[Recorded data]
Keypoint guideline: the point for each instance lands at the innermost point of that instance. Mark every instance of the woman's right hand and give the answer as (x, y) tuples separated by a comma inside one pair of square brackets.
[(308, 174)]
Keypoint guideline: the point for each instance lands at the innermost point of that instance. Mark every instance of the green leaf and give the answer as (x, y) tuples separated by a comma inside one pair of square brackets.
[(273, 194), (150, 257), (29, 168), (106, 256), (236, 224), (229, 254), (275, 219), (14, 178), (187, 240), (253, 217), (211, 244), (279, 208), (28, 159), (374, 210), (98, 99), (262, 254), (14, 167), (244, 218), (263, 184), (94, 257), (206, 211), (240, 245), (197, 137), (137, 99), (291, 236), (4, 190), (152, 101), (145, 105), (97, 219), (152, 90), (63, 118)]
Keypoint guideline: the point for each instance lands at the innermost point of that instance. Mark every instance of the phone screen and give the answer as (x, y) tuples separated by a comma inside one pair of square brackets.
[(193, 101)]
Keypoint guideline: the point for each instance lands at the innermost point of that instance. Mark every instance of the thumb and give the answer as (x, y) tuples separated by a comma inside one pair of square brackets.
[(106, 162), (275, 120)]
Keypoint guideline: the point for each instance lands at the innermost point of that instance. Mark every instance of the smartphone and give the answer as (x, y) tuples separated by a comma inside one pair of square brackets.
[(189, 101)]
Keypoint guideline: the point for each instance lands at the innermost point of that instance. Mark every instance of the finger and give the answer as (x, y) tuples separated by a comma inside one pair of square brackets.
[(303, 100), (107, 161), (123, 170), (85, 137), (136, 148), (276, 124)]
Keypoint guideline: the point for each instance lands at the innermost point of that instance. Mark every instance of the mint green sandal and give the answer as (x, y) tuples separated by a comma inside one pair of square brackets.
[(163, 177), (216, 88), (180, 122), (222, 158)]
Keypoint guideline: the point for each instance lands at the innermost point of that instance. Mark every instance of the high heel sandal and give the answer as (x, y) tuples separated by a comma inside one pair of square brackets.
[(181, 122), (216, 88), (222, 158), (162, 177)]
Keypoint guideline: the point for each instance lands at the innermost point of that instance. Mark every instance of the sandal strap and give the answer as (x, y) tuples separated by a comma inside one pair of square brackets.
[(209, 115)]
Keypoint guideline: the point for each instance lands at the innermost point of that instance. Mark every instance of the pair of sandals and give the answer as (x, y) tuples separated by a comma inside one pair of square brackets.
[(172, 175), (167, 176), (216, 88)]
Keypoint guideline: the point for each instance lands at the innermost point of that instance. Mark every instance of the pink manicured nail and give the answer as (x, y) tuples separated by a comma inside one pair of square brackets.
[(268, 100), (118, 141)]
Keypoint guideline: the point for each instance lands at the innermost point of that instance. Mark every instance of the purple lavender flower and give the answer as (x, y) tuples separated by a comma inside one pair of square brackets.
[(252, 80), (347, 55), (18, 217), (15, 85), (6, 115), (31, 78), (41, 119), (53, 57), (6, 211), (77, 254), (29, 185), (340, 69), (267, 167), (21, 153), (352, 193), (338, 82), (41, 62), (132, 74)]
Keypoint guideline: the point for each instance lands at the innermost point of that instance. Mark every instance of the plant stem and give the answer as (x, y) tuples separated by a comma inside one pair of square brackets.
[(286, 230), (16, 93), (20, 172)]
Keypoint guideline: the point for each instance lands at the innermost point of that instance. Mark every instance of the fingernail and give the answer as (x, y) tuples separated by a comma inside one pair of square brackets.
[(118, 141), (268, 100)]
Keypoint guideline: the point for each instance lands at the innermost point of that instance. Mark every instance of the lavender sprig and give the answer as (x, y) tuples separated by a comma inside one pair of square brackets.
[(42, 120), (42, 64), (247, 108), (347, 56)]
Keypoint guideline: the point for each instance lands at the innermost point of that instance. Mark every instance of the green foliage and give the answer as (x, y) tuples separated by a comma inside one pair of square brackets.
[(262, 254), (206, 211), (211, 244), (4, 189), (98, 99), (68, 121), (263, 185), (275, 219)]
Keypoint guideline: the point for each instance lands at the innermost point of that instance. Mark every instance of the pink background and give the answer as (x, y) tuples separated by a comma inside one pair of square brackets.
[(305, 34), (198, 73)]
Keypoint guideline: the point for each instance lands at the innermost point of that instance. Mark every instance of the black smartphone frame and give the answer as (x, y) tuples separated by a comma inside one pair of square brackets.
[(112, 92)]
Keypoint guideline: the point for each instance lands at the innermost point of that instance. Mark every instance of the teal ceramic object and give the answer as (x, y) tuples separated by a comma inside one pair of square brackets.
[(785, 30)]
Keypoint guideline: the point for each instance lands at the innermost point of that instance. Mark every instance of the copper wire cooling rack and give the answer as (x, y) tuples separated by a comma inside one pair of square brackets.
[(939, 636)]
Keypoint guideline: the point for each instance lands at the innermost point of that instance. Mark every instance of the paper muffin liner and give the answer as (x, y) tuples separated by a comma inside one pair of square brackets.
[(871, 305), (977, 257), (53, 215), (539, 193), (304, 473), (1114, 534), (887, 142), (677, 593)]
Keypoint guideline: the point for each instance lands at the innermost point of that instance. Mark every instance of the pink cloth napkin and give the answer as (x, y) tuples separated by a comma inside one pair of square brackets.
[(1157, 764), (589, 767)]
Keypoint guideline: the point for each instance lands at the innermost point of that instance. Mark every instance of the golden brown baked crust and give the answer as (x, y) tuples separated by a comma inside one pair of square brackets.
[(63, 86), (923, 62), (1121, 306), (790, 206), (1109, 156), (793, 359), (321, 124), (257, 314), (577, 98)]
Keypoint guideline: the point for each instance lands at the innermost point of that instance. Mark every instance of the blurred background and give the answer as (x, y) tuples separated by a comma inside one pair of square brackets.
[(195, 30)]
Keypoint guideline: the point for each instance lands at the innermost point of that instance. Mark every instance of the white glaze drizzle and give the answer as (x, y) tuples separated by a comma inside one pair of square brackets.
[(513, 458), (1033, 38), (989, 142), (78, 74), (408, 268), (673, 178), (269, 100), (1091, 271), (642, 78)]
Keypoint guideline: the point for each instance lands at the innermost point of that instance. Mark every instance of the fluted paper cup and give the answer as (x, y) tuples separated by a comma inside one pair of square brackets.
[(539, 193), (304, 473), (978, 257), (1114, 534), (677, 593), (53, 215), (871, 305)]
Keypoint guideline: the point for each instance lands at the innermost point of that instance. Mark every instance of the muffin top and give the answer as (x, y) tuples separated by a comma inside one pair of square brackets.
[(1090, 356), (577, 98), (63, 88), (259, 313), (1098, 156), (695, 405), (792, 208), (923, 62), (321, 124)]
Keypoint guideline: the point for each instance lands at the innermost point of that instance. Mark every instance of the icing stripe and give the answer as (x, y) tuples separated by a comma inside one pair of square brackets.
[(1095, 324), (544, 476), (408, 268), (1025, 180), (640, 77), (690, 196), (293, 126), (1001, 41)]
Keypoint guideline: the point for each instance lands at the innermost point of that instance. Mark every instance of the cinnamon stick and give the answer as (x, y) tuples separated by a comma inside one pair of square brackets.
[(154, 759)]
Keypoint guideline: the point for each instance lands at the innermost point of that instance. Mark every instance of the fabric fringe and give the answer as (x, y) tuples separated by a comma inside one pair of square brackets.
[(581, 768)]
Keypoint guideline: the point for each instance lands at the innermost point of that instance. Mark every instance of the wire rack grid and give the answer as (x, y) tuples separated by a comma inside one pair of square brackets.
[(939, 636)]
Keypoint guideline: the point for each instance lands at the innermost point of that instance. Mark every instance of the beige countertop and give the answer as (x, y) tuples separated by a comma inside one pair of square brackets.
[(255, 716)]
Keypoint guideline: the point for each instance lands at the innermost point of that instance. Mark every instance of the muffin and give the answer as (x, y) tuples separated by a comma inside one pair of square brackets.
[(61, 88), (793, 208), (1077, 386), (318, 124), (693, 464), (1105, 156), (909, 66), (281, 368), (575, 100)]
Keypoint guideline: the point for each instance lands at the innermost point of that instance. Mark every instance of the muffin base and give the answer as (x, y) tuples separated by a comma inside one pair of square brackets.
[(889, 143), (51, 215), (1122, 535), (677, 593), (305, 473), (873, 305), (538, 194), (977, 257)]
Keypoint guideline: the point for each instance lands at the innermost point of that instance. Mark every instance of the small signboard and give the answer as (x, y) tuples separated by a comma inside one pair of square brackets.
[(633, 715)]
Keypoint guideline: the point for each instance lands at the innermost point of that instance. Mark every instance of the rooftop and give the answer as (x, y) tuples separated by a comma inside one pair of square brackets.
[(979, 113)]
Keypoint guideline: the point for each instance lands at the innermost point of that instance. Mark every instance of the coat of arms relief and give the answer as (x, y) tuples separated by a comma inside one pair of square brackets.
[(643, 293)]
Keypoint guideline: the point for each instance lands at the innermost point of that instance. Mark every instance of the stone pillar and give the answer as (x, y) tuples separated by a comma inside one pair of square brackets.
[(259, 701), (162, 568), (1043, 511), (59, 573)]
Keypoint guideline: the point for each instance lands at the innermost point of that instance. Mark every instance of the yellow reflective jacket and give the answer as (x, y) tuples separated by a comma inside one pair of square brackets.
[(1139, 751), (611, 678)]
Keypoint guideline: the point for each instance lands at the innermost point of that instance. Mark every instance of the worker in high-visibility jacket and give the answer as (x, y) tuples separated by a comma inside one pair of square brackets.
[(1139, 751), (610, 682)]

- EXERCISE DESCRIPTION -
Please retype the lines above, starting with the line containing "of the icing" and ending with the line containing "126), (1001, 41)]", with both of those lines included.

- EXERCISE RESPONSE -
Keypoint guideline: the point for each instance lands at the innermost point of that instance. Mark every instance of the icing stripe and give the answer as (x, y) tuples separated by a comma inside one pair of square brackets.
[(1095, 324), (544, 476), (408, 268), (1025, 180), (640, 77), (690, 196), (293, 126), (1001, 41)]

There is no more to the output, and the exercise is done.